▶ [Excerpted passage]:
§ §

# Noosa River 20th July



## BJT (Feb 24, 2006)

I went out for my first paddle and fish in my new prowler 15 yesterday. I launched aroung 10.45 Tewantain Harbour and starting paddling for about 50 meters just to get the hang of it and than started to troll my brand new sx-48 and about 5 mins later BANG i caught something, i thought it was a snag but than wahen i started reeling it in i could tell it was'nt. As this was my first fish in my new yak with my new rod and all my new gear i was pretty exited, so i reeled it in and got my net out than tryed to pull it into my net but the treble got hooked on the outside of the net so i fiddled around trying to get the treble out and the fish got away. ( As im new to fishing i had no idea what kind of fish it was, but it had blue fins and was silver and it was about 30 cms, Any idea what kid of fish?). So i paddle back to shore and got my composure back together and got a little more organised this time). Than i went of trolling with my now scratched sx-48  and went past the sound bridge and i came to a split in the river and i took the right and kept on paddling and than got another hook up  , this time it was a small bream (only bout 10 cms, but atleast i was catching fish), so i let it go. Than keft on paddling around this little island than back the way i came and hooked up another fish, this time it was a flathead ( probebly about 30 cms) and let it go. Than paddled all the way back to where i started (It was 4.30 pm now).

So it was a very big day launching at 10.45 am and getting back at 4.30 pm ( i did stop like 5 times at little beaches along the way to grab a bight to eat). I talked to a couple of other fishos who had also been out when i was just getting back they said they did'nt catch a thing, so i spose the fishing was pretty bad that day). I absoulutley loved the prowler, it held up great in the testing conditions and the rudder was a big help. I had a great time and i can now officially say i am hooked and am going out all day again 2morrow  .

§ §

▶ [Rows]:
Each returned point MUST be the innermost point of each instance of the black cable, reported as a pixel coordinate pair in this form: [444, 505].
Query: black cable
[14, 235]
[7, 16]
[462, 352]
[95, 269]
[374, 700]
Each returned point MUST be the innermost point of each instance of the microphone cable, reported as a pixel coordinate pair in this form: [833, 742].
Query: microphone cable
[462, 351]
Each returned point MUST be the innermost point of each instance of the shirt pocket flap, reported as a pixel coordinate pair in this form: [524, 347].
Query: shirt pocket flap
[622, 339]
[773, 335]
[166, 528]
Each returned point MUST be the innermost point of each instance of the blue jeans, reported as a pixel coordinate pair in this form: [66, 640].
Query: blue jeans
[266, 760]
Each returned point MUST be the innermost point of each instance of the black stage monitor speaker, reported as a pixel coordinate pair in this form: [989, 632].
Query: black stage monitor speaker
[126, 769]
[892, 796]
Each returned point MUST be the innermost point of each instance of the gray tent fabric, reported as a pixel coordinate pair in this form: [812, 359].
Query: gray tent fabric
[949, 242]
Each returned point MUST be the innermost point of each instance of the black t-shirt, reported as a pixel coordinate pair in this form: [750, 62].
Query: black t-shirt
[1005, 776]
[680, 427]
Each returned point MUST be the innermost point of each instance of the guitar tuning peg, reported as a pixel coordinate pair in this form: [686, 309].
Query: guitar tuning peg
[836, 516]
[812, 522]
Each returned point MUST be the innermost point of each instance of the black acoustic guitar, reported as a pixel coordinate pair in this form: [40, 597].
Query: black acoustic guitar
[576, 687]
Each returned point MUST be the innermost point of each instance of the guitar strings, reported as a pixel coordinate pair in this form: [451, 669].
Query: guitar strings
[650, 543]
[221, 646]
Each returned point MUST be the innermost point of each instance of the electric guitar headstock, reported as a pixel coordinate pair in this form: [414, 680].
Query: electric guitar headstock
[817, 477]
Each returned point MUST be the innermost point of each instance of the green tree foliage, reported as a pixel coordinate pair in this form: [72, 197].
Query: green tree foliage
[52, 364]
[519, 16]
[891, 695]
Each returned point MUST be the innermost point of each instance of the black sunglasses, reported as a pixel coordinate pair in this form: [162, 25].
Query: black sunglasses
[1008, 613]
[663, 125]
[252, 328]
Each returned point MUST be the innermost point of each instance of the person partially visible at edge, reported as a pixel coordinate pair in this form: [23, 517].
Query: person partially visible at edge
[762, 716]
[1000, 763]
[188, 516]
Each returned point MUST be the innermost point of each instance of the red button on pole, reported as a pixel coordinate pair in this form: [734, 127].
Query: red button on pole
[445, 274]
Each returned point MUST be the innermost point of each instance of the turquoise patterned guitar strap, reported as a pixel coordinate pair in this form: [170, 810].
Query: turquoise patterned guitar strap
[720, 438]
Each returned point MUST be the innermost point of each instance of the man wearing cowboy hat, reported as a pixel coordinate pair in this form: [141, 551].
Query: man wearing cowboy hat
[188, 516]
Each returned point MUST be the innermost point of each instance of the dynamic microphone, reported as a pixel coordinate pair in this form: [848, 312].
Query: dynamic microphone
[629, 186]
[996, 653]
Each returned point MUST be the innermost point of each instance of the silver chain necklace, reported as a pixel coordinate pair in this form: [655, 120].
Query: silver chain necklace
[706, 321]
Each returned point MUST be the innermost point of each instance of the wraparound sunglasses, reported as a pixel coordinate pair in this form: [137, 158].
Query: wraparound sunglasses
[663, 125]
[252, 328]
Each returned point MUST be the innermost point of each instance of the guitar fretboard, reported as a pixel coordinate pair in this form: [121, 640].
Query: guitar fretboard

§ §

▶ [Given exercise 1]: Please list every fish the Noosa River post says was hooked, with the size given for each.
▶ [Given exercise 2]: Continue the Noosa River post past its last sentence.

▶ [Answer 1]:
- An unidentified silver fish with blue fins, about 30 cm, which got away at the net
- A small bream, only about 10 cm, which was released
- A flathead, probably about 30 cm, which was released

▶ [Answer 2]:
----------



## Peril (Sep 5, 2005)

Congratulations BJT. Certainly can't complain about catching fish first time out.

Can't help with the fish id, maybe some of the locals can help. Don't worry about scratches in the lure - its just added character and won't affect its catch rate.

Also a long session for your first. Guess you'll be a little stiff (muscles lads, muscles) tomorrow. Good luck tomorrow


----------



## BJT (Feb 24, 2006)

Peril- Yes very stiff indeed, i got blisters on my toes aswell so i think better get some of those aqua boots you guys wear.


----------



## hairymick (Oct 18, 2005)

G'day BJT,   

Bloody well done mate.  

Congrats on the lovely new yak. she looks a beauty!

Also congrats on the fish. Thats an outstanding effort. First yak - new to fishing.- Caught 3 fish - all in the noosa River. - never an easy place to catch fish anymore. It just doesn't get much better than that. 

BTW great report and piccies too mate.   Keep em coming.

just a hint - try paddling real slooooow when trolling those little SXs. Just fast enough so that they are only just starting to work. :wink:

good luck tomorrow mate.


----------



## Scott (Aug 29, 2005)

BJT, onya buddy, your first yak caught fish. (First of many I think). Glad to hear you are happy with your boat and had a good time. You will be out wide getting in the Spaniards in no time I think.

Catch ya Scott

PS, love the yak she is a dead ringer for Katana minus the scratches. What a sexy sexy beast.


----------



## kingfisher111 (Jun 13, 2006)

Great stuff BJT, top first up result and a great post! Bet you can`t wait till tomorrow. The best thing for sore paddling muscles is another paddle. Trust me and good luck. Steve.


----------



## fishtales (May 7, 2006)

Well done BJT.

Sounds like you had a fun day on the water. I hope to fish those waters some time this summer, see if I can find some of those mangrove jacks.

Love the pic of the yak on the car. 

Chris


----------



## Scott (Aug 29, 2005)

BJT, did you mystery fish look anything like this? If so it was a bluefin trevally.

Catch ya Scott


----------



## BJT (Feb 24, 2006)

Thanks for all the comments guys 

Scott- nah, it was only i tiny bit blue on the end of it's bottom fins and the rest if it was silver. :?


----------



## Dodge (Oct 12, 2005)

BJT

Congratulations on the maiden trip, sounds like a good learning experience; and the best part of yakking every trip is as enjoyable as the first without the hiccups


----------



## YakAtak (Mar 13, 2006)

Nice one mate, great result for you new girl's maiden voyage. The P15 sure looks like a great fishing platform, great colour too.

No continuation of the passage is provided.